> **PROBLEM DESCRIPTION**
Reproduce the material below line for line without changing any wording, and omit the pictures from your copy.

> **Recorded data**
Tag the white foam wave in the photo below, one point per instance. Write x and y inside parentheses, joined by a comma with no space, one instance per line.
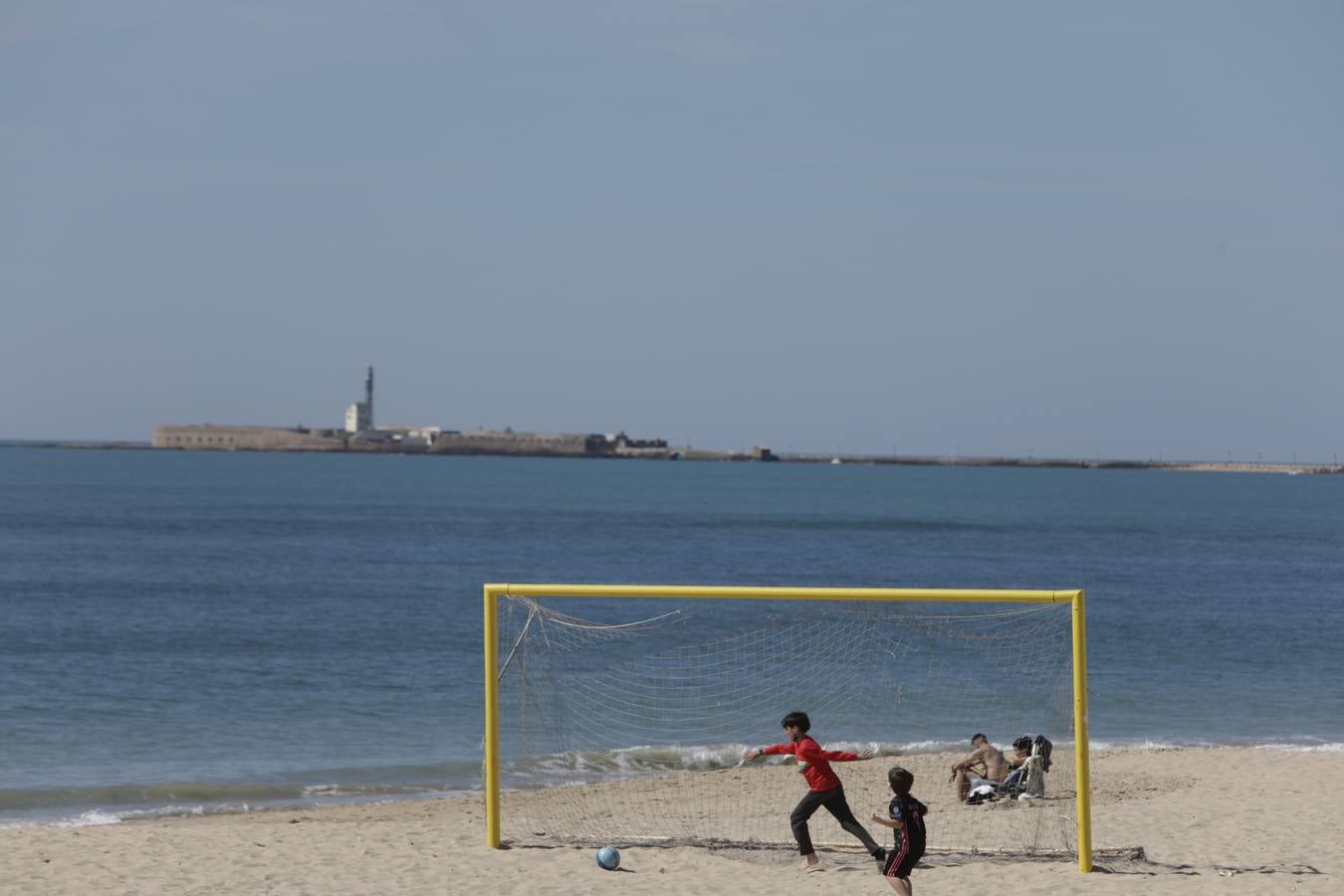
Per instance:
(89,819)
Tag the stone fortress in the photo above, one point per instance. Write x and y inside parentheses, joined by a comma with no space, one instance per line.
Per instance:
(361,434)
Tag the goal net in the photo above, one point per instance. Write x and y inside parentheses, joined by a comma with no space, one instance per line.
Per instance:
(622,719)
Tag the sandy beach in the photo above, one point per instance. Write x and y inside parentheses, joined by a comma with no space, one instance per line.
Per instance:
(1209,821)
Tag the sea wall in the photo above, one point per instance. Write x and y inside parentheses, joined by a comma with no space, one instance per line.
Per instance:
(246,438)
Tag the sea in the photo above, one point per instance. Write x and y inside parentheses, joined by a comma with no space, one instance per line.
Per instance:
(188,633)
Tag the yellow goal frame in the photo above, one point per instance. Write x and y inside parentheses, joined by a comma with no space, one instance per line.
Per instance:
(710,592)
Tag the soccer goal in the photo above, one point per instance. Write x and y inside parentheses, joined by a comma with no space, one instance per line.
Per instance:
(620,714)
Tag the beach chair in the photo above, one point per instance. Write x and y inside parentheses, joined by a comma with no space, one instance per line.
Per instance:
(1028,780)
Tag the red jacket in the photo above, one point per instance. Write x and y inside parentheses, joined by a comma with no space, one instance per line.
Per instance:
(813,761)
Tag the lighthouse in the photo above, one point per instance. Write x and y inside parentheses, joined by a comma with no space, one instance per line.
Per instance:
(359,415)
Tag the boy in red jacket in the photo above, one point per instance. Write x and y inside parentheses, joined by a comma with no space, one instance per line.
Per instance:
(824,787)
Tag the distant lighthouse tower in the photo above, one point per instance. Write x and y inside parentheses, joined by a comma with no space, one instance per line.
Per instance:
(359,416)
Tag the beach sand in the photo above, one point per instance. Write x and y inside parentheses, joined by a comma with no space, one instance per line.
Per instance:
(1209,821)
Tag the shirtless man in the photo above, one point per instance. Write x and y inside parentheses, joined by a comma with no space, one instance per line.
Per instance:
(986,761)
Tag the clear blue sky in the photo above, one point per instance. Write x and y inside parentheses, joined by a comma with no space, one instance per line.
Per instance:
(1066,229)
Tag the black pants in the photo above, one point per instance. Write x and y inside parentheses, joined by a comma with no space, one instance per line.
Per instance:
(837,806)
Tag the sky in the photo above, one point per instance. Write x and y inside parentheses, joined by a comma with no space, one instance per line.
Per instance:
(979,229)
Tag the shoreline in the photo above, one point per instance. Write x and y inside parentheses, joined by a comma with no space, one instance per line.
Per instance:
(715,456)
(1197,833)
(100,811)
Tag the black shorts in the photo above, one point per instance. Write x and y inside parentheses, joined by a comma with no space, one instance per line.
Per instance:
(902,861)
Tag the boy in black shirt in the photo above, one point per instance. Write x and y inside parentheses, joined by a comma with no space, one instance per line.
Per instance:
(906,819)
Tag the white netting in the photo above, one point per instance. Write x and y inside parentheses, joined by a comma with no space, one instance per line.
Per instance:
(622,720)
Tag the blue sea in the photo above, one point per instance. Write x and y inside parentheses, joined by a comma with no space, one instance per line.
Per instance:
(194,631)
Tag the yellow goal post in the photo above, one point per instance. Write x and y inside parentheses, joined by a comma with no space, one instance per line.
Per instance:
(1075,598)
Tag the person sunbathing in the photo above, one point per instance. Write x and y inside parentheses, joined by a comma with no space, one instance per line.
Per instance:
(986,765)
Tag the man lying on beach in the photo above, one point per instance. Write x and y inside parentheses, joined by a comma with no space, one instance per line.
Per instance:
(824,787)
(986,765)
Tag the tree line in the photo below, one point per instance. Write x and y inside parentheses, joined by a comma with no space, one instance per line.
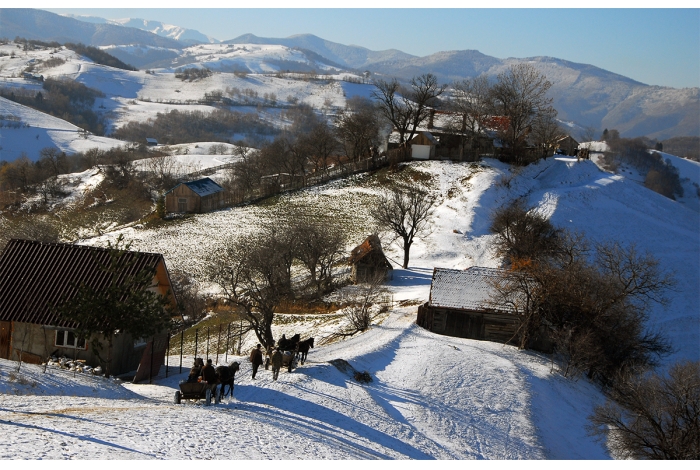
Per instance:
(590,302)
(515,108)
(65,99)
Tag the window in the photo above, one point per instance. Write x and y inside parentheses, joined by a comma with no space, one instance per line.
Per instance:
(67,339)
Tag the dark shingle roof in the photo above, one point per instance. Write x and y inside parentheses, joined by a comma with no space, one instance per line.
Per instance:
(469,289)
(34,275)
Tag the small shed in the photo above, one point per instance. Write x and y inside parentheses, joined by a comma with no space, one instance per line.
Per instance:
(568,144)
(461,305)
(202,195)
(35,275)
(423,146)
(369,262)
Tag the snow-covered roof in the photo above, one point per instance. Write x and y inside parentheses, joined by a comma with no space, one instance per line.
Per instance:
(469,289)
(203,187)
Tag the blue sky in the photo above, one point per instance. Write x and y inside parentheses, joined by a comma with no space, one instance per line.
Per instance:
(653,46)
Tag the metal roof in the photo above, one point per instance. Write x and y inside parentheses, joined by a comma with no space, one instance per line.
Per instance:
(470,289)
(35,275)
(203,187)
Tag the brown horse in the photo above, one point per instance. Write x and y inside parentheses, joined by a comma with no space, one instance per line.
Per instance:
(304,349)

> **TASK RESPONSE**
Tag the white foam wave in the photo below, one point per instance. Write x and y inside parentheses, joined by a comma with no space, one instance per line.
Per instance:
(89,819)
Tag the stone fortress in the photo above, one point per instance. Write x and y inside parentheses, joined by a comma with no space, one instance per line.
Per instance:
(361,434)
Tag the goal net in the photo above, one point per instance. Write x and y inside parentheses, joined by a comma with no space, one instance per line.
Per instance:
(622,719)
Tag the sandy beach in the photo above, one point per instance. Write x and y inside parentheses, joined by a comma with no space, one instance per line.
Per instance:
(1209,821)
Tag the sea wall in the photo above, one point per instance. Write x and y inside parentheses, joined by a comma with no space, one instance per line.
Per instance:
(246,438)
Tag the sea in the photo above, one point per instance. Write x and y inside parentheses, joined by a comma with no space, one instance per line.
Per instance:
(188,633)
Tag the yellow goal frame in the photo above, one point per instance. Write x and y inside parentheses, joined by a comma with no space, one instance per line.
Per instance:
(710,592)
Tag the soccer goal in the photo above, one point per instance. Write x and y inside parentheses, joined by a comma with no space, one instance per line.
Per instance:
(620,714)
Tag the beach chair in the photo above, one point per instance. Write x and y inside parentheses, joined by a comma with no space, one instance per line.
Per instance:
(1028,780)
Tag the red jacket in the photo above, one point per instance. Write x and y inside parentheses, joined by a comma with no space, one instance per line.
Per instance:
(813,761)
Tag the lighthouse in the photo above, one point per instance. Write x and y inside parentheses, joined by a comma with no space, one instance per line.
Per instance:
(359,415)
Tag the boy in red jacket in the photo above, one point per instance. Write x and y inside parentheses, joined by a comma with no space, one instance per line.
Per instance:
(824,787)
Tag the distant lighthouse tower in the photo above, one point per instance. Write x and y inside parentheses, joined by a comma with no space, one instance per line.
Per instance:
(359,416)
Tag the beach sand in the photo above, one point per instance. Write x and y inside parentheses, joined by a comma with no space, one instance per line.
Per instance:
(1209,821)
Tag the shirtless man in the photo above, one point per instance. Write x and y inside parentheses, joined by a comma with no space, one instance per line.
Per instance:
(986,761)
Tag the clear blue sky in the photo above, one point per instance. Write x and y inside parentheses, joined by a comma with no space, one instance per line.
Per instance:
(1066,229)
Tag the black pants in the photo above, one point per instance. Write x and y inside parentheses, joined by a comma with no space, one instance per line.
Per instance:
(837,806)
Tag the sky in the photo above, one point per instance. Write x and y inside parentheses, joined by a comma with no space, one instance per line.
Per instance:
(979,229)
Tag the shoreline in the photo above, one point per instance. Write x and y inside parentheses, joined by a comma with no space, one instance per line.
Per instance:
(715,456)
(1197,833)
(100,811)
Tag the black shorts in the photo above, one point per instance. Write x and y inside parentheses, joined by a comma with no space, one instance per line.
Per instance:
(902,861)
Tag the boy in black shirt in the photo above, one point per instance. Write x and y inside parentheses, joined by a comma with no space, one instance per line.
Per instance:
(906,819)
Tag the white netting in the photo above, one point per instance. Write x and y inside parentheses, joined by a comma with no space, one instance per line.
Per instance:
(622,720)
Tag the blue sea in the photo above, one point per instance. Write x and y inside parentheses, joined by a comma with no space, one instance per line.
Per instance:
(194,631)
Tag the yellow goal post in the photo above, one point per instance. Write x and y inside parentheses, joined by a comma with no space, one instance per line.
Per instance:
(1075,598)
Tag the person sunbathing in the photo above, one point per instance. Write x and y inside parentheses, joined by a comma with no space, one instance per line.
Per instance:
(986,765)
Tag the man lying on beach in the photo above, one point per instance. Write x and y inside parentheses, joined by a comma with no space, one instance per line.
Per instance:
(824,787)
(986,765)
Tag the tree line in the photo below, one point per instance. Write x and y inside parentheses, joined by a comma with no space, one instance per line.
Per instance:
(590,302)
(515,108)
(65,99)
Tag the window in the photo above, one point per instance. Write x and y inside parentheses, joined by a comma with no space, one instance per line.
Per instance:
(67,339)
Tag the dark shingle roof in the photo above, one point per instance. Write x and y inside parentheses, joined by a comma with no space, one instance per line.
Per instance:
(469,289)
(34,275)
Tag the small shed in the photo above, one point per instance. Write x and y inside parentheses, joined by a comma with no space, one instance per line.
Per instance:
(568,144)
(461,305)
(202,195)
(35,275)
(423,146)
(369,262)
Tag the snow-covered roof in the photo above, one point per instance. Write x and y inside parentheses, joined by a comma with no space, one instance per line.
Per instance:
(469,289)
(203,187)
Tag the blue sky in the photo above, one point per instance. Write x and y inside parentheses, joined by a comma with no space, one instance per line.
Per instance:
(653,46)
Tag the metal roof in the photo above, one point per instance. Write x and y inside parentheses, joined by a comma with no space, one instance per line.
Per instance:
(470,289)
(35,275)
(203,187)
Tag the brown horse in the photo above, one point per instance. Write x and y inside parentheses, joined by a comma with no space, one instance per line.
Per instance:
(304,349)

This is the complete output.